> [EXERCISE DESCRIPTION]: Retype the entries below exactly, but begin at the line containing "Can you see the stone" and end at the last line.
——
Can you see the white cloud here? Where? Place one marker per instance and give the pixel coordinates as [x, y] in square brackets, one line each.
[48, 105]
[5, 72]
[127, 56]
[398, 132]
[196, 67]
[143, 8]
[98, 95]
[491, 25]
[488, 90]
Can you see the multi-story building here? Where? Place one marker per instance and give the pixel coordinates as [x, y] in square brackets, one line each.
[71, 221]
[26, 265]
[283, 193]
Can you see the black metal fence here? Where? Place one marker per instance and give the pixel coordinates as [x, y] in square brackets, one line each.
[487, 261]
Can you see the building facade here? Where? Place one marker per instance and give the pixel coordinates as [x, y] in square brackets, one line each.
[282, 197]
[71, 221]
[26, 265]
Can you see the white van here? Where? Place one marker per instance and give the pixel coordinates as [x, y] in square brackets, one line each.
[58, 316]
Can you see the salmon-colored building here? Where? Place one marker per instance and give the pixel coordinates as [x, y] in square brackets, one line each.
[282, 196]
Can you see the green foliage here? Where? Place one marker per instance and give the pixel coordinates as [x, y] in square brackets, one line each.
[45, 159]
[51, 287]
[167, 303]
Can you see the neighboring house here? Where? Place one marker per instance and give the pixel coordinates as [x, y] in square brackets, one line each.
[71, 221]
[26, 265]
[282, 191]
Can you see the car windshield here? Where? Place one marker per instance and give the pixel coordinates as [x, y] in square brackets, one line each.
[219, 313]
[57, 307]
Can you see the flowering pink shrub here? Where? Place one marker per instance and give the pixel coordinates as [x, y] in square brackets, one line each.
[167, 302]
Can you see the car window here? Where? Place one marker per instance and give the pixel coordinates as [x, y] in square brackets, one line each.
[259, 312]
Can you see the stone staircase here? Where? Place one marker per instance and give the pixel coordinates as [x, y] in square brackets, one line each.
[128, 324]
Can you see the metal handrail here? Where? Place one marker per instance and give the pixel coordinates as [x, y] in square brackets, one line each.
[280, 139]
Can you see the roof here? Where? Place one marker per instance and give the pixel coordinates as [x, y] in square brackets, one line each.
——
> [ANSWER]:
Can you see the stone staircase here? Where? Place one marker per instance and give the pixel coordinates as [x, y] in square brackets, one line each.
[128, 324]
Can you see the metal handrail here? Where? Place one marker per instance and give the pixel coordinates as [x, y] in square brackets, one line each.
[280, 139]
Can you see the roof here? Where? Place one marker per instance and give the pixel coordinates as [x, y] in square brackets, one line each.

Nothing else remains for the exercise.